Dataset items
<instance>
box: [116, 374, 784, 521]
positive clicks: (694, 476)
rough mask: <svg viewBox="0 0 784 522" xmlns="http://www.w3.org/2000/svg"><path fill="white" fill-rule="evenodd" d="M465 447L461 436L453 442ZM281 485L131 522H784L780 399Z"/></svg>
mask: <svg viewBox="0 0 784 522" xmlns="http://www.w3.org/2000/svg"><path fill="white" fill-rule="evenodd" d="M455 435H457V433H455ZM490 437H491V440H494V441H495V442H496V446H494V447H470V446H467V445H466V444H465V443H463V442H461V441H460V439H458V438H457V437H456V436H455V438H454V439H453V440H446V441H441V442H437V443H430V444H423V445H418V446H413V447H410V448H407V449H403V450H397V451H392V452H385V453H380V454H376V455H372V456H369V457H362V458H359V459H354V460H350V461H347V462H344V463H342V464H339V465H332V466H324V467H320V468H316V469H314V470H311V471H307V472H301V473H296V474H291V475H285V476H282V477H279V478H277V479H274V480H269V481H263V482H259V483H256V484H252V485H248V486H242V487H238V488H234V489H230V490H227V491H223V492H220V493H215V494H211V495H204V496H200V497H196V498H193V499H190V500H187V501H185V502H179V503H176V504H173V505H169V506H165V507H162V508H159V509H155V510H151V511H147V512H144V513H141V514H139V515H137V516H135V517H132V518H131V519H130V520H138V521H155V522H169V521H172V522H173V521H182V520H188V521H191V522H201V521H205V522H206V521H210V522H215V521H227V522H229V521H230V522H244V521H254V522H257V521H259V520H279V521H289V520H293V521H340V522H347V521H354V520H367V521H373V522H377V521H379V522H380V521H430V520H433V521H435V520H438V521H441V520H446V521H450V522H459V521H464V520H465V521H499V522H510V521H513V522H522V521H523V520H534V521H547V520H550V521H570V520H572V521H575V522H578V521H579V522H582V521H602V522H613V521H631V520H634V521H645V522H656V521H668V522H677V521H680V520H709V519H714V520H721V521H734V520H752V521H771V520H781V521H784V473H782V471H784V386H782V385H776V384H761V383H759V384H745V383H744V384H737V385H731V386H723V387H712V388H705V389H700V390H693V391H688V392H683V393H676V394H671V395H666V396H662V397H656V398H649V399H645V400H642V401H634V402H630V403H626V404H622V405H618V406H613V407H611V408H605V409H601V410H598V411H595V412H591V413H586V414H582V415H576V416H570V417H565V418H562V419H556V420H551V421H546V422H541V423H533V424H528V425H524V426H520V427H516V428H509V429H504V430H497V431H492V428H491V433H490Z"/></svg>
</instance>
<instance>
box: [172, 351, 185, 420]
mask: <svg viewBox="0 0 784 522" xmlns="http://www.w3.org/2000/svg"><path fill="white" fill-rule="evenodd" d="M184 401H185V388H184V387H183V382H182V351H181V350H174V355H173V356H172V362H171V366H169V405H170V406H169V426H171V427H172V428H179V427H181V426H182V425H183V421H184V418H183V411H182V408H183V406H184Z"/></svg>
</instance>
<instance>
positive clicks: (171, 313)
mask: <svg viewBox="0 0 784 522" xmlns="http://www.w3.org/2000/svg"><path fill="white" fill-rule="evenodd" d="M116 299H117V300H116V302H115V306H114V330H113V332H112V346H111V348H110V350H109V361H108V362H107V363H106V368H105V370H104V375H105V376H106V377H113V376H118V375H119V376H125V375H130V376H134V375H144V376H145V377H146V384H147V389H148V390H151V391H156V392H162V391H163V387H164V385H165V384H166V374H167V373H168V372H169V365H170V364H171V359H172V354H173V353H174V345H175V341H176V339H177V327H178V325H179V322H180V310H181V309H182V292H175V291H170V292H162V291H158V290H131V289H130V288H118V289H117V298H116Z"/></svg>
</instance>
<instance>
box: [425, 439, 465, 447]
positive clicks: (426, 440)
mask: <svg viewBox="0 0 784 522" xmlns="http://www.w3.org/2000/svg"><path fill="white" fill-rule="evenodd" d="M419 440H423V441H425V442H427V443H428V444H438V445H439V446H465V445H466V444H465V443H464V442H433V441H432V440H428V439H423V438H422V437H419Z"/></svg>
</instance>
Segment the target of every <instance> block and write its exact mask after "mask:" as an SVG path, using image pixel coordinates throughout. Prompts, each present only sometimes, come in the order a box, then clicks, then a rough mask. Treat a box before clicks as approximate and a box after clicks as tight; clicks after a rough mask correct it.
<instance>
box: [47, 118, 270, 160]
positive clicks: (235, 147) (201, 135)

Exercise goal » Nothing but the lines from the top of the records down to the line with "positive clicks: (694, 476)" belongs in the answer; repeat them exactly.

Written reply »
<instance>
box: [116, 374, 784, 521]
positive clicks: (694, 476)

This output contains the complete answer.